Saved entries
────────────────
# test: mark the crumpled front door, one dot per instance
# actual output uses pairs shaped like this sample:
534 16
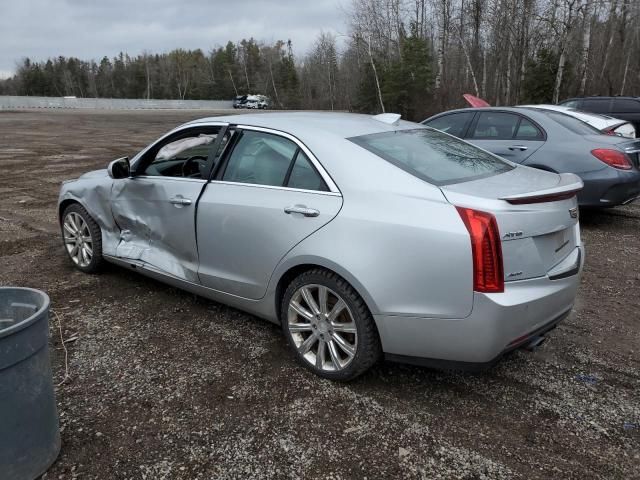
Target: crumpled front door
156 216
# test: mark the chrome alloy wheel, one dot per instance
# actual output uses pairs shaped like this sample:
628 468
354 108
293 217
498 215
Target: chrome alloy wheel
322 327
77 239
────────────────
### YOUR GOAL:
Leave out the pictures, then copy all the remaining text in the records exactly.

### SOLUTION:
# test: mark the crumpled front door, one dot per instance
# actual output uses pairs shaped like this sample:
534 16
Target: crumpled front door
156 216
# test: mark the chrome alloy wheel, one dot per instance
# actual output uses pairs shaped like this sample:
628 468
354 108
293 217
498 215
Target: chrome alloy wheel
322 327
77 239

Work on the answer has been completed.